### Work to do
Copy all of the data below word for word, changing nothing.

### Extracted entries
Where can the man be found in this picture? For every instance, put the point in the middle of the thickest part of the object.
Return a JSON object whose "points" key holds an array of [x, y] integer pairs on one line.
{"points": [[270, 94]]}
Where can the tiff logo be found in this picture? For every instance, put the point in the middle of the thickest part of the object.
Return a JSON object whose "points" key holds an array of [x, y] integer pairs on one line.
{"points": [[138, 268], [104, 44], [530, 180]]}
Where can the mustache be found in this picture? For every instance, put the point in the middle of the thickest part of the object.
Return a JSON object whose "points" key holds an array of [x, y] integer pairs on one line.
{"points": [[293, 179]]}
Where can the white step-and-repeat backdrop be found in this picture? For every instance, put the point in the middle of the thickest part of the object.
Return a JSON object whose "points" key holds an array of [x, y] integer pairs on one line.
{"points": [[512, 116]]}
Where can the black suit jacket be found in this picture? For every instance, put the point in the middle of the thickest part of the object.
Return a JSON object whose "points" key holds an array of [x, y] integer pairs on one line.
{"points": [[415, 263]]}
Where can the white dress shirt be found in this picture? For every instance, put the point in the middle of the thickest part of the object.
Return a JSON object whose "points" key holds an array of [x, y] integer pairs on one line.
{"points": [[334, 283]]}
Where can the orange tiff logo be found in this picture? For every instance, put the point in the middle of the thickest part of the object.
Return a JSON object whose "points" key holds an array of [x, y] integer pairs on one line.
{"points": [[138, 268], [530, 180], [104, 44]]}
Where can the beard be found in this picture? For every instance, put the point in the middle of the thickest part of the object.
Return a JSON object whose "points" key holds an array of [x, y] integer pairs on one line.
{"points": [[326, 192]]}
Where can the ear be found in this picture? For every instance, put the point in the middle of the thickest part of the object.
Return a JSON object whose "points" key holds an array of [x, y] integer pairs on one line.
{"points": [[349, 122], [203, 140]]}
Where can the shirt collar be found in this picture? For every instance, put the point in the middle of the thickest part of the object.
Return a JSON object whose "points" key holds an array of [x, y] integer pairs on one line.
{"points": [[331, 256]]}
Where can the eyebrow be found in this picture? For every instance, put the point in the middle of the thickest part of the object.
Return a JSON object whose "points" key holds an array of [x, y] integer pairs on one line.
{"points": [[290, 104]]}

### Output for this exercise
Where can the man be found in this picture? For every instance, put the point in the middle of the thickest part of the object.
Return a JSON object whose "points" key holds an array of [x, y] integer pairs on one line.
{"points": [[270, 94]]}
Where can the tiff logo be found in this picture? For every instance, put the point in the middle of the thickest part of the object.
Return a JSON object whose "points" key holds an array of [x, y] integer pairs on one line.
{"points": [[138, 268], [104, 44], [530, 180]]}
Where can the mustache be found in this picture? For every instance, put the point in the middle of the thickest part of the object.
Return a JSON object whose "points" key holds an array of [x, y] integer pairs on one line.
{"points": [[293, 179]]}
Where can the white step-and-repeat backdrop be found in this picture? For every instance, put the point in the middle of the thickest part of the object.
Return a JSON object whose "points" key holds an array of [x, y] integer pairs on one line.
{"points": [[512, 116]]}
Where can the black suit jacket be found in this picture? For every instance, put the point in the middle of the thickest part of the object.
Return a JSON object whose "points" key holds an array of [x, y] integer pairs on one line.
{"points": [[415, 263]]}
Where can the white dress shirt be found in this picture? For every instance, put the point in the middle of the thickest part of the object.
Return a JSON object whose "points" key holds an array of [x, y] integer pairs on one line.
{"points": [[334, 283]]}
Where can the orange tiff logo be found in this picture? For every instance, put the point in the middle of the thickest part of the object.
Return a JSON object whose "points" key holds an array of [x, y] integer pairs on one line.
{"points": [[138, 268], [530, 180], [104, 44]]}
Where can the beard be found in this picture? For every instance, put the point in the middle of the thickest part of the object.
Return a JSON object whose "points" key holds an array of [x, y] integer pairs on one line.
{"points": [[326, 192]]}
Where can the ear be found in this picture? For every instance, put the point in the middle of the thickest part of the object.
Return a JSON object whose "points" key holds an array of [x, y] integer pairs on one line.
{"points": [[349, 122], [203, 140]]}
Where can the shirt collar be found in this picture? For every instance, put the point in the middle of the thickest part of the object.
Return a JSON object whose "points" key holds an array of [x, y] integer pairs on one line.
{"points": [[331, 256]]}
Where can the eyebrow be found in this picture? For every instance, put the point in the middle of the thickest part of the object.
Return a JSON object whose "points" key holds an array of [x, y] integer pairs on one line.
{"points": [[290, 104]]}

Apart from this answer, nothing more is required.